Excerpted passage:
** begin **
- Occupation: Entrepreneur
- Known for: Domain Name Pioneer
- Website: zappy.com

= Mike "Zappy" Zapolin =

American entrepreneur

Mike "Zappy" Zapolin is an American entrepreneur who is considered a pioneer in the domain name industry. He has created Internet brands that have included Music.com, Beer.com, Computer.com, Creditcards.com, Diamond.com and PrescriptionDrugs.com. He is a public speaker and also the creator of the eBusiness elective offered at Harvard Business School. Zapolin is currently the CEO of Zappy Incorporated, a cannabis development company.

Zapolin was in direct marketing before purchasing domain names as an investment. He worked in infomercials and was even interviewed by Katie Couric on The Today Show. Zapolin began purchasing domain names in popular categories such as Beer.com – which he purchased for $80,000 – later selling it for $7 million. He also purchased Diamond.com for $300,000 and later sold it for $7.5 million. Both sales are listed among the top prices paid for domain names. During this time he was one of three people running the domain name investment company Internet Real Estate Group.
** end **
Request: Transcribe the part of the biography of Mike "Zappy" Zapolin that begins at the words "- Occupation: Entrepreneur" and stops after the words "cannabis development company.".

Data listing:
** begin **
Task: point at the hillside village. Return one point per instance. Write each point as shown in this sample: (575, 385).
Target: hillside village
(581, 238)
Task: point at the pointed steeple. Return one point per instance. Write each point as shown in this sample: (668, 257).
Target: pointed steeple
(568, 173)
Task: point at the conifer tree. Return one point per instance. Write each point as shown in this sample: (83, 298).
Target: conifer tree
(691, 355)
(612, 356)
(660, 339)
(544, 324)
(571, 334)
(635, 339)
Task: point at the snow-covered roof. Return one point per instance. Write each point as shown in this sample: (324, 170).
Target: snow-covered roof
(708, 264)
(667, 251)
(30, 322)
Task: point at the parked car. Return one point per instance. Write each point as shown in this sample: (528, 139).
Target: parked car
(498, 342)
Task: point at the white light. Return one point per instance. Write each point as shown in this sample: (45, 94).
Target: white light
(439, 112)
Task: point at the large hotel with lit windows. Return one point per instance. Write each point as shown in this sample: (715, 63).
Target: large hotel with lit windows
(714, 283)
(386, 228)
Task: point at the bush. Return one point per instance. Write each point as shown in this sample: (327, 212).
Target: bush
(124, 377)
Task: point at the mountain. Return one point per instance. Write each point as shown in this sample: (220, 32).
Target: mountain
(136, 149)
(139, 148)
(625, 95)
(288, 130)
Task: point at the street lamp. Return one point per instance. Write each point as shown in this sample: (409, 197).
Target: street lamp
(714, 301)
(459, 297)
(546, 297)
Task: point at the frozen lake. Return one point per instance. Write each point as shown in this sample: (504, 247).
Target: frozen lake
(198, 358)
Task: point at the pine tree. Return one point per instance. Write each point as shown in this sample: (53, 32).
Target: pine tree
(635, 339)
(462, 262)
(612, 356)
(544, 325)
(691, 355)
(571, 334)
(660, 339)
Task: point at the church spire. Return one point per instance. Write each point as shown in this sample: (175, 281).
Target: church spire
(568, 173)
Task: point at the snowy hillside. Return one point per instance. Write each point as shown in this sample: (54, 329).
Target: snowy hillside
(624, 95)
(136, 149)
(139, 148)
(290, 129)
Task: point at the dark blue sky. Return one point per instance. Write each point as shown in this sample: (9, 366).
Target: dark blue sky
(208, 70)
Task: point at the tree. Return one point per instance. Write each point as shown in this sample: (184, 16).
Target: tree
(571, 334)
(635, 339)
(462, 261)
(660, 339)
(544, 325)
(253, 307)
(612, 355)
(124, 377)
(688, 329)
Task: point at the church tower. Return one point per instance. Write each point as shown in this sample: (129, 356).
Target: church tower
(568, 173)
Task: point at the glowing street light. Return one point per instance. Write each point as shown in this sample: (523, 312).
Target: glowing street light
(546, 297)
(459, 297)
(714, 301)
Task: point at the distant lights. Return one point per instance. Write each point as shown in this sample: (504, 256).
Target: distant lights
** end **
Problem solution:
- Occupation: Entrepreneur
- Known for: Domain Name Pioneer
- Website: zappy.com

= Mike "Zappy" Zapolin =

American entrepreneur

Mike "Zappy" Zapolin is an American entrepreneur who is considered a pioneer in the domain name industry. He has created Internet brands that have included Music.com, Beer.com, Computer.com, Creditcards.com, Diamond.com and PrescriptionDrugs.com. He is a public speaker and also the creator of the eBusiness elective offered at Harvard Business School. Zapolin is currently the CEO of Zappy Incorporated, a cannabis development company.